§ Page excerpt:
BEGIN

And perhaps there’s reasonable justification for that. Maybe there’s a feeling of artificiality, or maybe even self-sabotage, in designating this one wintry season as the time to stop doing this, or lose a few pounds of that. Some of us might feel that self-improvement, in whatever form, needs to be a year-round endeavor, and that focusing on it only when the calendar ticks over is at best merely dabbling in personal transformation, and a willful delusion at worst.
Again, maybe. But to those friends I’d respectfully point to the histories of every culture, of all of our ancestors. The ringing-in of a new year has always been a time for reflection—for a tallying up of the pluses and naughts of the year past, and of the charting out of a better way for the year to come.
And it can be argued that there’s never been a more needful time for that kind of reflection and adjustment. Anno dead-to-me 2017 was objectively awful, and I feel safe in declaring that I’m not the only one who thinks so. Something has happened over the last 12 months that seemed to inject into us all a junkie-sized dose of anger and unease. It seems to cut across all boundaries—even the zero-sum winners in the political and economic spheres appear unable to enjoy the fruits of their victories. They too are as pent up with this unnamed apprehension as the rest of us.

END

§ Given data:
BEGIN

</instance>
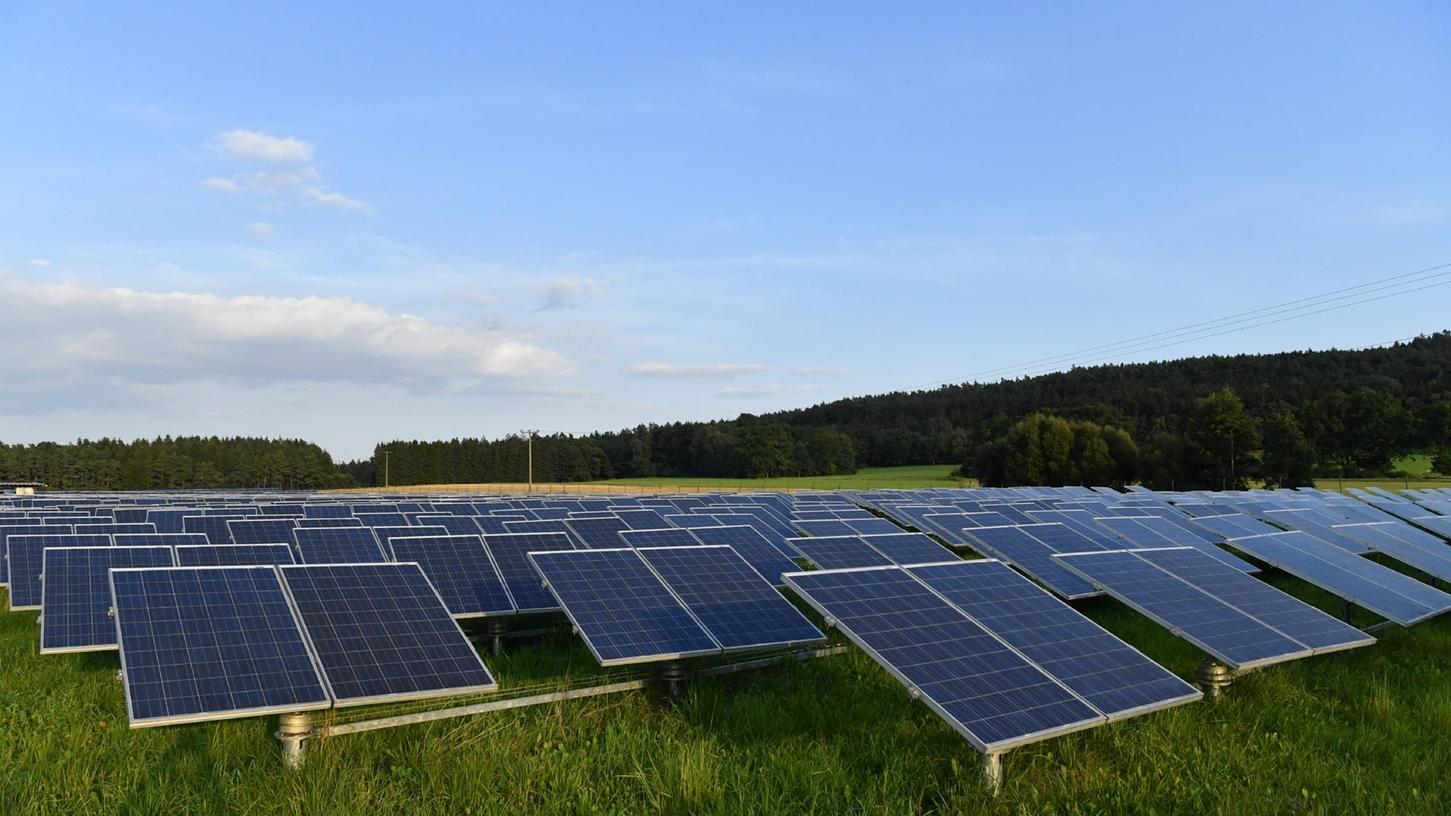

END

§ Task set:
a. Decide whether each statement below agrees with the essay on New Year reflection, answering yes or no and quoting the words of the essay that settle it: (i) The writer describes 2017 as objectively awful. (ii) According to the writer, the winners in the political and economic spheres are enjoying the fruits of their victories. (iii) The writer states that the start of a new year has always been a time for reflection.
b. Write out the essay on New Year reflection word for word from "And perhaps there’s" to "delusion at worst.".
c. Continue the essay on New Year reflection from the point where it ends.

§ Outputs for the tasks:
a.
(i) Yes: "Anno dead-to-me 2017 was objectively awful"
(ii) No: "even the zero-sum winners in the political and economic spheres appear unable to enjoy the fruits of their victories"
(iii) Yes: "The ringing-in of a new year has always been a time for reflection"

b.
And perhaps there’s reasonable justification for that. Maybe there’s a feeling of artificiality, or maybe even self-sabotage, in designating this one wintry season as the time to stop doing this, or lose a few pounds of that. Some of us might feel that self-improvement, in whatever form, needs to be a year-round endeavor, and that focusing on it only when the calendar ticks over is at best merely dabbling in personal transformation, and a willful delusion at worst.

c.
I fear this is a recipe for disaster. I fear this is how societies begin tearing themselves apart.
You might call it naive to think that a banal tradition like new years resolutions could have any impact on that, and maybe you’d be right. But I have to hold on to some related suppositions: That we haven’t gone off the rails so far that we can’t find our way back. That all of us, collectively and individually, have both the ability and responsibility to make that effort. And that we’re best positioned to do so when we’re living our best possible lives.
So if it helps, don’t bother calling it a resolution for the new year. And maybe don’t get so granular with the prescriptions and proscriptions. It could just be a matter of striving to do better, to feel better, to try your best. Those are highly personal, individualized programs, but if I might generalize, I can offer a few suggestions. Be less sedentary, be more active. Strenuous exercise is of course off the menu for some of us, and all of us have some limitation or other. But all of us can do something. So push yourself, a little. Get your heart rate up, and generate a bit of sweat. Next week, generate a bit more.
Expand your mind. Learn something new. You have at your disposal unimaginable resources for self-driven education, so by all means, use them. Educate yourself about something that compels you, that fascinates you. Then educate yourself about something that’s dry and boring, but vital for the future of our people.
And relax, recharge, and rejuvenate. Do so often. Breathe. Meditate. If “meditation” sounds too tie-dyed and new-agey for you, then call it something else; it’s nothing more than your well-deserved and thoroughly necessary quiet time, for the purposes of getting your shit in order. So attend to that.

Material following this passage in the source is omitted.